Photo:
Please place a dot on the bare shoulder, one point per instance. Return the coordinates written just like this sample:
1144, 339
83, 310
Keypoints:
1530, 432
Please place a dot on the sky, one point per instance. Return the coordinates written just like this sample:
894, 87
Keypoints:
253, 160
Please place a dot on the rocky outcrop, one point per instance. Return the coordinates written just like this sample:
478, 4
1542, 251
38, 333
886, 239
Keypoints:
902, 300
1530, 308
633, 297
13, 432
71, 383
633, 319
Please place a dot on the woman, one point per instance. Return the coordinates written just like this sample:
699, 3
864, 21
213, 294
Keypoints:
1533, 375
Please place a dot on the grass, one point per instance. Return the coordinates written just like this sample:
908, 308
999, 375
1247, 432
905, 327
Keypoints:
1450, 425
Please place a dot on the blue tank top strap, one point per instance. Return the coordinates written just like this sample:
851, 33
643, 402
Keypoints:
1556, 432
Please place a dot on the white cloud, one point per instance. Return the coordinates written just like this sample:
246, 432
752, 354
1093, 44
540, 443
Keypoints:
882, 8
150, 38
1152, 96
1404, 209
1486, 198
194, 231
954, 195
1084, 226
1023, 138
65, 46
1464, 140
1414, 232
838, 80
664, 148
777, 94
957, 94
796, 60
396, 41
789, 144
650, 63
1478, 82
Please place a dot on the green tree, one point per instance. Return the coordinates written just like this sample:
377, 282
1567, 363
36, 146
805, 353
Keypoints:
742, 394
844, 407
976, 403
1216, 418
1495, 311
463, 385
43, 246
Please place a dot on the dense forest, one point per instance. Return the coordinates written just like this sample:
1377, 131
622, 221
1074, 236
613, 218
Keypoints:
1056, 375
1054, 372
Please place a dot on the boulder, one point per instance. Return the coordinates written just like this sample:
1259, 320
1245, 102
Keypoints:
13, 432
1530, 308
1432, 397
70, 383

----------------

- Instructions for the task:
Reproduce every line of the data without changing a word.

- Final answer:
Photo:
Please place a dot on the bare shoulder, one point per instance. Return the coordinates written just like this sample:
1144, 339
83, 310
Keypoints:
1530, 432
Please place a dot on the sky, one point per instance. Return the coordinates written just like this sample:
894, 87
Keypoints:
253, 160
Please place a dot on the rocky outcrop, one point per instance. Return the coordinates written just like this sample:
478, 4
1542, 251
38, 333
886, 239
Keypoints:
902, 300
1530, 308
633, 297
13, 432
71, 383
633, 319
Please place a dot on the woman, one point per instance. Return the coordinates written just like this sample:
699, 3
864, 21
213, 294
Keypoints:
1533, 375
Please place a dot on the grass, one point per instance. Return the coordinates written just like this sample:
908, 308
999, 375
1247, 432
905, 327
Keypoints:
1450, 425
Please place a dot on the blue tank top strap, one point per instance. Return the coordinates written just like this sample:
851, 33
643, 402
Keypoints:
1556, 432
Please place a dot on the white cloud, one point per instance. Return the coordinates written just like this sample:
246, 432
752, 354
1093, 44
540, 443
Keypoints:
882, 8
150, 38
1152, 96
1404, 209
1486, 198
194, 231
954, 195
1084, 226
1023, 138
65, 46
1464, 140
1414, 232
838, 80
664, 148
777, 94
957, 94
796, 60
396, 41
789, 144
650, 63
1478, 82
Please place a dot on the green tree, one point per instance. Return the coordinates written just like this sample:
377, 282
1567, 363
36, 146
805, 353
Keypoints:
742, 394
844, 407
976, 403
1216, 418
1495, 311
463, 385
43, 246
Please place a dot on the dense forest, one point per instance. Return the coordinates written just like this sample:
1377, 131
622, 221
1074, 236
613, 218
Keypoints:
1056, 375
1054, 372
Please place a dot on the boulder, one point per instance. Return the coordinates written just like this sample:
1259, 320
1245, 102
Keypoints:
13, 432
1530, 308
1432, 397
70, 383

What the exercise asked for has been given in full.